* _Short exercise_
Rewrite every line of the records below as a numbered list, skipping blank lines and leaving the pictures out.

[Outline records]
______

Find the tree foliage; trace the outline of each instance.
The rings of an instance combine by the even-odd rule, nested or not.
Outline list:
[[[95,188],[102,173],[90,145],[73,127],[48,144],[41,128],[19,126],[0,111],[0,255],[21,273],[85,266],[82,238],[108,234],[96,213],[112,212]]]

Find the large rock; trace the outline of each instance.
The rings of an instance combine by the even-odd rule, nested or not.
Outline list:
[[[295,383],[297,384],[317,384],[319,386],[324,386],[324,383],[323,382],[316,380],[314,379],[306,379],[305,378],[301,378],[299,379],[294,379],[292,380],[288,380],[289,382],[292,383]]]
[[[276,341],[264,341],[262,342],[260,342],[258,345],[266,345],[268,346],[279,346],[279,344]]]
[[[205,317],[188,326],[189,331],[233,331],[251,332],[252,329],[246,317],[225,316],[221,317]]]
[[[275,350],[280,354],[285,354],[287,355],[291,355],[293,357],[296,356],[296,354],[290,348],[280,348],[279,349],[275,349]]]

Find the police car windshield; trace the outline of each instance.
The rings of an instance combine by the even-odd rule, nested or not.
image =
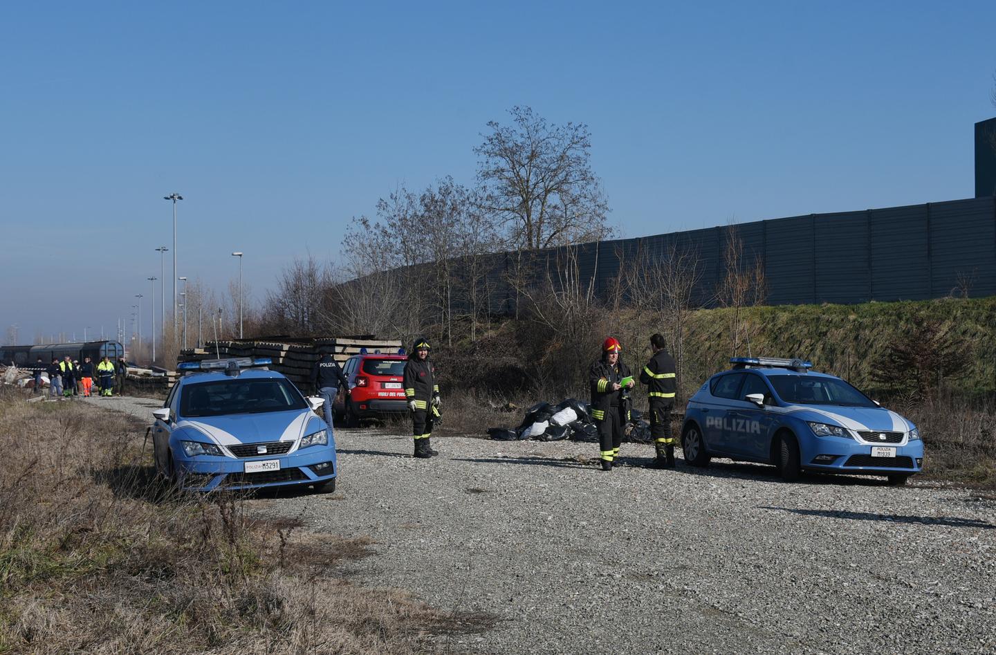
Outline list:
[[[404,359],[364,359],[364,372],[368,375],[404,375]]]
[[[877,407],[864,393],[836,377],[769,375],[768,381],[775,387],[775,393],[788,403]]]
[[[180,416],[190,418],[283,412],[307,406],[289,381],[275,377],[201,382],[184,386],[180,394]]]

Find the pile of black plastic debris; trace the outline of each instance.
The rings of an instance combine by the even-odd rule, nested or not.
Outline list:
[[[587,402],[566,398],[556,405],[540,402],[526,410],[517,428],[489,428],[488,436],[496,441],[591,441],[599,440],[599,428],[592,421],[592,407]],[[650,424],[636,409],[629,410],[623,441],[650,443]]]

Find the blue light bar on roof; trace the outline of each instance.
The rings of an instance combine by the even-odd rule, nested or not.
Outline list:
[[[787,357],[730,357],[735,366],[772,366],[775,368],[812,368],[813,362]]]

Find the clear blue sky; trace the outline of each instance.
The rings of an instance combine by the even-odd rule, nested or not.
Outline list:
[[[588,123],[622,236],[970,197],[993,25],[992,0],[7,3],[0,328],[113,334],[172,191],[179,275],[222,290],[242,250],[259,300],[396,185],[472,182],[514,105]]]

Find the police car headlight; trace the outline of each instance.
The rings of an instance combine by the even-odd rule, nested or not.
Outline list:
[[[308,446],[328,446],[329,445],[329,431],[319,430],[315,434],[309,434],[307,437],[301,439],[301,448],[307,448]]]
[[[214,455],[215,457],[222,457],[223,455],[221,449],[214,444],[206,444],[200,441],[181,441],[180,446],[183,448],[183,453],[187,457],[195,457],[197,455]]]
[[[854,439],[851,436],[851,432],[847,428],[842,428],[838,425],[830,425],[828,423],[813,423],[807,421],[810,429],[813,430],[813,434],[818,437],[844,437],[845,439]]]

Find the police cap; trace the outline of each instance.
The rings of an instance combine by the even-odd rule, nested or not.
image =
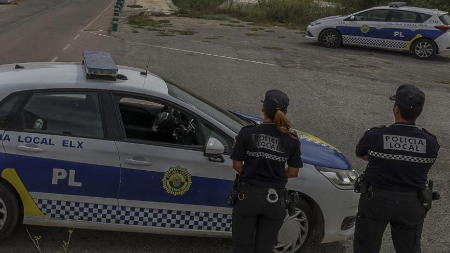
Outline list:
[[[287,110],[289,106],[289,98],[284,92],[279,89],[271,89],[265,93],[265,98],[261,100],[266,110],[275,111],[277,107],[281,107],[283,111]]]
[[[425,103],[425,94],[411,84],[402,84],[398,86],[395,95],[390,98],[397,102],[401,110],[420,110]]]

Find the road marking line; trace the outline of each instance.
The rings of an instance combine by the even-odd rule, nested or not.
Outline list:
[[[52,10],[53,10],[53,9],[56,9],[56,8],[58,8],[58,7],[59,7],[62,6],[63,5],[65,5],[65,4],[67,4],[67,3],[68,3],[70,2],[70,1],[66,1],[66,2],[64,2],[64,3],[63,3],[62,4],[61,4],[60,5],[57,5],[56,6],[54,6],[54,7],[51,8],[50,9],[47,9],[47,10],[44,10],[44,11],[42,11],[42,12],[39,12],[39,13],[35,14],[34,14],[34,15],[32,15],[32,16],[30,16],[28,17],[26,17],[25,18],[24,18],[23,19],[20,20],[19,20],[19,21],[16,21],[16,22],[14,22],[14,23],[10,24],[7,25],[7,26],[6,26],[3,27],[2,28],[6,28],[8,27],[10,27],[10,26],[13,26],[13,25],[14,25],[17,24],[17,23],[20,23],[20,22],[22,22],[22,21],[24,21],[28,20],[28,19],[30,19],[30,18],[33,18],[34,17],[36,17],[36,16],[39,16],[39,15],[43,14],[45,13],[46,12],[47,12],[48,11],[51,11]]]
[[[84,28],[83,28],[83,30],[87,29],[88,27],[90,27],[91,25],[94,24],[94,22],[95,22],[97,19],[98,19],[98,18],[99,17],[100,17],[100,16],[101,16],[103,13],[104,13],[106,11],[106,10],[107,10],[108,9],[109,9],[109,7],[110,7],[111,5],[112,5],[112,4],[116,3],[116,0],[113,0],[112,2],[111,2],[111,3],[109,4],[109,5],[108,5],[107,7],[106,7],[104,10],[103,10],[103,11],[100,12],[100,14],[99,14],[98,15],[98,16],[96,17],[95,18],[94,18],[93,20],[91,21],[90,23],[88,24],[86,26],[86,27],[85,27]]]
[[[253,63],[260,64],[263,64],[263,65],[269,65],[269,66],[276,66],[276,67],[279,67],[279,66],[280,66],[279,65],[277,65],[277,64],[272,64],[272,63],[267,63],[267,62],[260,62],[260,61],[252,61],[252,60],[246,60],[246,59],[241,59],[241,58],[239,58],[231,57],[230,57],[230,56],[223,56],[223,55],[213,55],[213,54],[207,54],[207,53],[201,53],[201,52],[191,51],[190,51],[190,50],[184,50],[184,49],[175,49],[175,48],[168,48],[168,47],[162,47],[162,46],[161,46],[161,45],[150,45],[150,44],[145,44],[145,43],[144,43],[137,42],[134,42],[134,41],[129,41],[125,40],[123,40],[123,39],[119,39],[119,38],[116,38],[116,37],[112,37],[112,36],[110,36],[105,35],[104,35],[104,34],[100,34],[100,33],[94,33],[94,32],[90,32],[90,31],[84,31],[84,32],[87,32],[87,33],[92,33],[92,34],[95,34],[95,35],[100,35],[100,36],[103,36],[103,37],[107,37],[107,38],[111,38],[111,39],[116,39],[116,40],[120,40],[121,41],[123,41],[123,42],[129,42],[129,43],[134,43],[134,44],[138,44],[138,45],[146,45],[146,46],[147,46],[147,47],[152,47],[152,48],[160,48],[160,49],[168,49],[168,50],[175,50],[175,51],[176,51],[185,52],[187,52],[187,53],[192,53],[192,54],[199,54],[199,55],[208,55],[208,56],[214,56],[214,57],[215,57],[223,58],[224,58],[224,59],[230,59],[230,60],[237,60],[237,61],[245,61],[245,62],[252,62],[252,63]]]
[[[70,43],[69,43],[69,44],[66,45],[66,46],[64,47],[64,48],[63,49],[62,49],[62,51],[65,51],[67,50],[67,49],[68,49],[69,47],[70,47]]]

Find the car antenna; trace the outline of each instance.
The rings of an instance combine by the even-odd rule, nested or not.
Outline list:
[[[145,72],[144,72],[143,71],[141,71],[141,75],[147,76],[148,74],[148,65],[150,64],[150,59],[151,59],[151,55],[148,57],[148,62],[147,63],[147,68],[145,70]]]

______

* _Written response_
1. Find the tree foliage; trace the outline of each instance.
2. The rings of an instance combine by the even-odd rule, nested or not.
3. Outline list:
4. [[[95,188],[102,173],[90,145],[73,127],[48,144],[41,128],[19,126],[0,111],[0,255],[21,273],[85,266],[82,238],[108,234],[96,213],[112,212]]]
5. Find the large rock; trace the outline of each instance.
6. The rings of an instance combine by the even-odd rule, nested or not.
7. Outline list:
8. [[[295,383],[297,384],[317,384],[319,386],[324,386],[324,383],[323,382],[316,380],[314,379],[306,379],[305,378],[301,378],[299,379],[294,379],[292,380],[288,380],[289,382],[292,383]]]
9. [[[276,341],[264,341],[262,342],[260,342],[258,345],[266,345],[268,346],[279,346],[279,344]]]
10. [[[205,317],[188,326],[189,331],[233,331],[251,332],[252,329],[246,317],[225,316],[221,317]]]
11. [[[275,350],[280,354],[285,354],[287,355],[291,355],[293,357],[296,356],[296,354],[290,348],[280,348],[279,349],[275,349]]]
12. Find the police car windshield; trace the outline of each instance.
13. The rings of an instance combine by the even-odd rule, nested or not.
14. image =
15. Outline list:
16. [[[404,359],[364,359],[364,372],[368,375],[404,375]]]
17. [[[877,407],[864,393],[836,377],[769,375],[768,381],[775,387],[775,393],[788,403]]]
18. [[[180,416],[190,418],[283,412],[307,406],[289,381],[275,377],[201,382],[184,386],[180,394]]]
19. Find the pile of black plastic debris; trace the outline of each instance.
20. The rings of an instance combine by the even-odd rule, nested or not.
21. Outline list:
22. [[[587,402],[566,398],[556,405],[540,402],[526,410],[517,428],[489,428],[488,436],[496,441],[591,441],[599,440],[599,428],[592,421],[592,407]],[[650,424],[636,409],[629,410],[623,441],[650,443]]]
23. Find the blue light bar on roof; trace the outline of each instance.
24. The rings of an instance combine by the even-odd rule, nested or not.
25. Outline list:
26. [[[787,357],[730,357],[735,366],[772,366],[775,368],[812,368],[813,362]]]
27. Find the clear blue sky; trace the outline of each instance.
28. The rings of an instance combine by the even-odd rule, nested or not.
29. Outline list:
30. [[[588,123],[622,236],[970,197],[993,25],[992,0],[7,3],[0,328],[113,334],[172,191],[179,275],[222,290],[242,250],[259,300],[396,185],[472,182],[514,105]]]
31. Find the police car headlight; trace the outline of each instance.
32. The rings of an instance combine by the even-odd rule, nested or not.
33. Outline list:
34. [[[308,446],[328,446],[329,445],[329,431],[319,430],[315,434],[309,434],[307,437],[301,439],[301,448],[307,448]]]
35. [[[214,455],[215,457],[222,457],[223,455],[221,449],[214,444],[206,444],[200,441],[181,441],[180,446],[183,448],[183,453],[187,457],[195,457],[197,455]]]
36. [[[854,439],[851,436],[851,432],[847,428],[842,428],[838,425],[830,425],[828,423],[813,423],[807,421],[810,429],[813,430],[813,434],[818,437],[844,437],[845,439]]]
37. Find the police cap; trace the outline of each instance.
38. The rings of an instance combine by the even-odd rule, nested or not.
39. image =
40. Outline list:
41. [[[287,110],[289,106],[289,98],[284,92],[279,89],[271,89],[265,93],[265,98],[261,100],[266,110],[275,111],[277,107],[281,107],[283,111]]]
42. [[[425,103],[425,94],[411,84],[402,84],[398,86],[395,95],[390,98],[397,102],[401,110],[420,110]]]
43. Find the road marking line; trace the outline of each instance.
44. The rings of an instance combine by the even-odd rule, nested or not.
45. Outline list:
46. [[[52,10],[53,10],[53,9],[56,9],[56,8],[58,8],[58,7],[59,7],[62,6],[63,5],[65,5],[65,4],[67,4],[67,3],[68,3],[70,2],[70,1],[66,1],[66,2],[64,2],[64,3],[63,3],[62,4],[61,4],[60,5],[57,5],[56,6],[54,6],[54,7],[51,8],[50,9],[47,9],[47,10],[44,10],[44,11],[42,11],[42,12],[39,12],[39,13],[35,14],[34,14],[34,15],[32,15],[32,16],[30,16],[28,17],[26,17],[25,18],[24,18],[23,19],[20,20],[19,20],[19,21],[16,21],[16,22],[14,22],[14,23],[10,24],[7,25],[7,26],[6,26],[3,27],[2,28],[6,28],[8,27],[10,27],[10,26],[13,26],[13,25],[14,25],[17,24],[17,23],[20,23],[20,22],[22,22],[22,21],[24,21],[28,20],[28,19],[30,19],[30,18],[33,18],[34,17],[36,17],[36,16],[39,16],[39,15],[43,14],[45,13],[46,12],[47,12],[48,11],[51,11]]]
47. [[[84,28],[83,28],[83,30],[87,29],[88,27],[90,27],[91,25],[94,24],[94,22],[95,22],[97,19],[98,19],[98,18],[99,17],[100,17],[100,16],[101,16],[103,13],[104,13],[106,11],[106,10],[107,10],[108,9],[109,9],[109,7],[110,7],[111,5],[112,5],[112,4],[116,3],[116,0],[113,0],[112,2],[111,2],[111,3],[109,4],[109,5],[108,5],[107,7],[106,7],[104,10],[103,10],[103,11],[100,12],[100,14],[99,14],[98,15],[98,16],[96,17],[95,18],[94,18],[93,20],[91,21],[90,23],[88,24],[86,26],[86,27],[85,27]]]
48. [[[253,63],[260,64],[263,64],[263,65],[269,65],[269,66],[276,66],[276,67],[279,67],[279,66],[280,66],[279,65],[277,65],[277,64],[272,64],[272,63],[267,63],[267,62],[260,62],[260,61],[252,61],[252,60],[246,60],[246,59],[241,59],[241,58],[239,58],[231,57],[230,57],[230,56],[223,56],[223,55],[213,55],[213,54],[207,54],[207,53],[201,53],[201,52],[191,51],[190,51],[190,50],[184,50],[184,49],[175,49],[175,48],[168,48],[168,47],[162,47],[162,46],[161,46],[161,45],[150,45],[150,44],[145,44],[145,43],[144,43],[137,42],[134,42],[134,41],[129,41],[125,40],[123,40],[123,39],[119,39],[119,38],[116,38],[116,37],[112,37],[112,36],[110,36],[105,35],[104,35],[104,34],[100,34],[100,33],[94,33],[94,32],[90,32],[90,31],[84,31],[84,32],[87,32],[87,33],[92,33],[92,34],[95,34],[95,35],[100,35],[100,36],[103,36],[103,37],[107,37],[107,38],[111,38],[111,39],[116,39],[116,40],[120,40],[121,41],[123,41],[123,42],[129,42],[129,43],[134,43],[134,44],[138,44],[138,45],[146,45],[146,46],[147,46],[147,47],[152,47],[152,48],[160,48],[160,49],[168,49],[168,50],[175,50],[175,51],[176,51],[185,52],[187,52],[187,53],[192,53],[192,54],[199,54],[199,55],[208,55],[208,56],[214,56],[214,57],[215,57],[223,58],[224,58],[224,59],[230,59],[230,60],[237,60],[237,61],[245,61],[245,62],[252,62],[252,63]]]
49. [[[70,43],[69,43],[69,44],[66,45],[66,46],[64,47],[64,48],[63,49],[62,49],[62,51],[65,51],[67,50],[67,49],[68,49],[69,47],[70,47]]]
50. Find the car antenna; trace the outline of each instance.
51. The rings of an instance combine by the even-odd rule, nested or not.
52. Outline list:
53. [[[145,72],[144,72],[143,71],[141,71],[141,75],[147,76],[148,74],[148,65],[150,64],[150,59],[151,59],[151,55],[148,57],[148,62],[147,63],[147,68],[145,70]]]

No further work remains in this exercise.